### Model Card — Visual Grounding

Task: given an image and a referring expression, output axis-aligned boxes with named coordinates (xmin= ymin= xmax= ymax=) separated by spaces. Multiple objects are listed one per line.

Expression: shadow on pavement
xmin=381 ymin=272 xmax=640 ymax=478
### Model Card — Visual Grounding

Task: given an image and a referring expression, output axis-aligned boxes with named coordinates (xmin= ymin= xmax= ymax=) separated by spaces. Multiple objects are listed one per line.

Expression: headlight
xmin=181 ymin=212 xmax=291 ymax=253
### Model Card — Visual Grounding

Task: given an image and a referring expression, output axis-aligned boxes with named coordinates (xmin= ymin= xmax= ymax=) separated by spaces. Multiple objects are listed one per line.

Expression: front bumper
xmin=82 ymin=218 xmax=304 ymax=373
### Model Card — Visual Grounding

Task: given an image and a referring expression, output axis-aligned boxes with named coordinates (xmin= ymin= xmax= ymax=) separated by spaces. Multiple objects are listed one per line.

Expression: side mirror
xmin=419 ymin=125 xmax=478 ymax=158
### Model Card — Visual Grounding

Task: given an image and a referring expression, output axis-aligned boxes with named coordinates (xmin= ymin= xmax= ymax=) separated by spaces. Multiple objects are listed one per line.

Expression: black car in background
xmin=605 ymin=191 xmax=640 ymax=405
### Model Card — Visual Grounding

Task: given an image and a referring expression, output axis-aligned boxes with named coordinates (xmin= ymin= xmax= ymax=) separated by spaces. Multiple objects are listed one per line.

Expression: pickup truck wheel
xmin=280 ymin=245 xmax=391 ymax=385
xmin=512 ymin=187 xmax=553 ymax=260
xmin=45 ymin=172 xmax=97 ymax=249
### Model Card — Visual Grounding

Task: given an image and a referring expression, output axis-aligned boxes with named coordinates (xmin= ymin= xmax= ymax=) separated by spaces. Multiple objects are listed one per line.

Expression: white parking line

• • •

What to work on => Put every line of the material above into a Markdown table with two columns, Row and Text. Number the rows in order and leave out blank lines.

Response =>
| Row | Text |
|---|---|
| 1 | ### Model Card — Visual Grounding |
| 2 | Task: given an image and a referring expression, output axis-aligned boxes with named coordinates (xmin= ymin= xmax= ymax=) separated by spaces. Multiple objects are listed one per line. |
| 3 | Expression: shadow on pavement |
| 4 | xmin=381 ymin=272 xmax=640 ymax=478 |
| 5 | ### Model Card — Visual Grounding |
| 6 | Task: given an image and a referring expression, output axis-aligned boxes with named coordinates (xmin= ymin= xmax= ymax=) separated by spaces. Multiple objects are listed one per line. |
| 7 | Expression: headlight |
| 8 | xmin=181 ymin=212 xmax=291 ymax=253 |
| 9 | ### Model Card — Visual Grounding |
| 10 | Task: given an image and a referring expression, output axis-aligned boxes with named coordinates (xmin= ymin= xmax= ymax=) separated by spaces. Multiple objects are listed one per line. |
| 11 | Expression: front bumper |
| 12 | xmin=82 ymin=218 xmax=304 ymax=373 |
| 13 | ### Model Card — Visual Grounding |
| 14 | Task: given an image and a referring expression, output axis-aligned boxes with named coordinates (xmin= ymin= xmax= ymax=) separated by spaces. Multiple objects are listed one per line. |
| 15 | Expression: side mirror |
| 16 | xmin=419 ymin=125 xmax=478 ymax=158 |
| 17 | ### Model Card — Visual Grounding |
| 18 | Task: given an image and a referring expression, output axis-aligned boxes with named coordinates (xmin= ymin= xmax= ymax=) separated by spaces. Multiple objects are listed one per line. |
| 19 | Expression: black car in background |
| 20 | xmin=605 ymin=191 xmax=640 ymax=405 |
| 21 | ### Model Card — Visual Grounding |
| 22 | Task: given an image and a referring expression, output axis-aligned boxes with named coordinates (xmin= ymin= xmax= ymax=) separated by spaces. Multiple objects are listed one per line. |
| 23 | Expression: pickup truck wheel |
| 24 | xmin=280 ymin=245 xmax=391 ymax=385 |
| 25 | xmin=512 ymin=187 xmax=553 ymax=260 |
| 26 | xmin=45 ymin=172 xmax=97 ymax=249 |
| 27 | ### Model Card — Visual Grounding |
| 28 | Task: given an image and a referring expression, output axis-aligned boxes with named coordinates (xmin= ymin= xmax= ymax=) separated by spaces. Multiple objects are listed one per line. |
| 29 | Expression: white parking line |